WHAT NEEDS TO BE DONE: Quote the records that follow in full and exactly; leave out the pictures.

::::::::::

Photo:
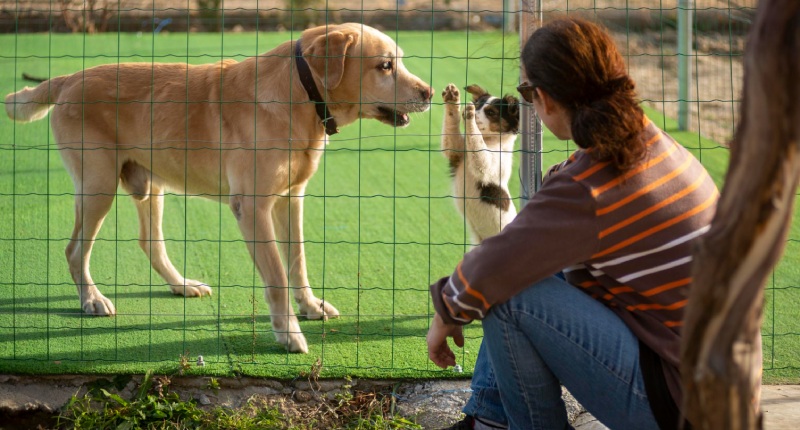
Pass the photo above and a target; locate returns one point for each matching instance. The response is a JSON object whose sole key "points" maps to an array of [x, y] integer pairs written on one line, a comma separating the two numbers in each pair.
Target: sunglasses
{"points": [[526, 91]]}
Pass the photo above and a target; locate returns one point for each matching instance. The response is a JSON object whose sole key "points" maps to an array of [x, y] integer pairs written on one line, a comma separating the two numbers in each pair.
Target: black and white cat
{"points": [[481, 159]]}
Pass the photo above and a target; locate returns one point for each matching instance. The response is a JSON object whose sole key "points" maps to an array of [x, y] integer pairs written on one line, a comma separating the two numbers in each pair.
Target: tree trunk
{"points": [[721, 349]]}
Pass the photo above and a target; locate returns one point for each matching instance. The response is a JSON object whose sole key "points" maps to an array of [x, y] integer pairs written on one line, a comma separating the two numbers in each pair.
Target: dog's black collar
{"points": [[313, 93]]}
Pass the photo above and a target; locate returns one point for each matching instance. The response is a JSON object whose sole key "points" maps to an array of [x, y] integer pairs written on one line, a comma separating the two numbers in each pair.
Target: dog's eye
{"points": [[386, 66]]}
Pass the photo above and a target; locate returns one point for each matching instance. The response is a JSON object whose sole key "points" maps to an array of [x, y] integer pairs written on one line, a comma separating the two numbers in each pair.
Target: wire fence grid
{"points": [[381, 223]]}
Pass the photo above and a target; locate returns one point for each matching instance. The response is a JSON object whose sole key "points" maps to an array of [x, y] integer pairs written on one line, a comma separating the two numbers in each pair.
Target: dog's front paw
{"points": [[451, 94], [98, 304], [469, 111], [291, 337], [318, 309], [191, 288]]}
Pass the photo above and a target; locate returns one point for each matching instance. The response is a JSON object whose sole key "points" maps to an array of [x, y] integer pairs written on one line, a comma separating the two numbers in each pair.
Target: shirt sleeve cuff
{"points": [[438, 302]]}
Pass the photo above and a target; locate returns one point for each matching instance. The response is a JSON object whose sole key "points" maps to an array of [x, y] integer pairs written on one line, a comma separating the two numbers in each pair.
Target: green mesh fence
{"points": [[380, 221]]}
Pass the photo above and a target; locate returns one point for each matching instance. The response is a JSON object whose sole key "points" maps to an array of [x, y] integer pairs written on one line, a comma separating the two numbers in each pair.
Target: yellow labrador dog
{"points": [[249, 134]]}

::::::::::

COMPLETE ANSWER:
Photo:
Pass the photo above and a target; locate returns one point for each matching instance. The response is a JSON object whose sole key "points" maps to an array of [x, y] integer pairs written on one line, a comma separating the two numbers in each pair.
Target: sunglasses
{"points": [[526, 91]]}
Pass the photo above and a target; locate returns one point for each matching instance. The response is a JSON object whose sole key "points" maps to an array of [x, y] integer pairs written on one line, a comma separating the two numbers in each pair.
Target: black and white cat
{"points": [[481, 159]]}
Pass the photo above and a target; locate returns one point for each matching instance. The response is a JSON object whose sole key "points" maps to an array of [x, y] integer pairs written on one line, a comma separating the two numbers in each pair.
Target: tree trunk
{"points": [[721, 349]]}
Pass the photo above and a target; locate returns one point for each matching instance. The response is a JSON object whose sole key "points" maps to an array of [x, y] integer pairs written on one line, a comma separating the two numbers in each pair.
Target: dog's black collar
{"points": [[313, 93]]}
Pass the photo above and a target; locate returns one point for each matching instance. The response is a JSON object whose sole key "points" maps to an array of [x, y] integer pairs written on one line, a comma separating the two numbers in each pair.
Target: dog's eye
{"points": [[386, 66]]}
Pass the photo above and a target; locate returns one point for each matching instance. The response is a JSON object whose sole key "points" maps to an array of [x, y] integer pairs written on one line, a comma separating the two numbers in each pair.
Target: wire fence grid
{"points": [[381, 223]]}
Pass the photo above and a target; locate returns one point for each matching instance. The response is a JSON object whose sole key "points" maps to an array of [x, y] integer pairs written on one line, a comma separating the two numbers in each pair.
Target: dog's front paw
{"points": [[451, 94], [98, 304], [469, 111], [291, 337], [318, 309], [191, 288]]}
Pass the photo above and a target; locate returns one point for each matching instance. The response is a JSON object whose sole key "points" maps to an array of [x, y] integer pairs written on one line, a comma separating the two numbers in each pair.
Target: shirt sleeve cuff
{"points": [[438, 302]]}
Pass the photo above and a target; locate returns one point for each matching instance. The response is a JSON object whose sole key "points" maps to an array of [x, y] integer pairs written on one line, a comma separating the two numbers in each pair.
Target: green mesh fence
{"points": [[380, 221]]}
Pass the photo above and a target; locate returns one point for each matching instance. The response is a JSON object whose sole key "points" maps to an array of [x, y] integer pairs written on one line, a comma separating the two numbers in each pair.
Target: yellow labrador dog
{"points": [[249, 134]]}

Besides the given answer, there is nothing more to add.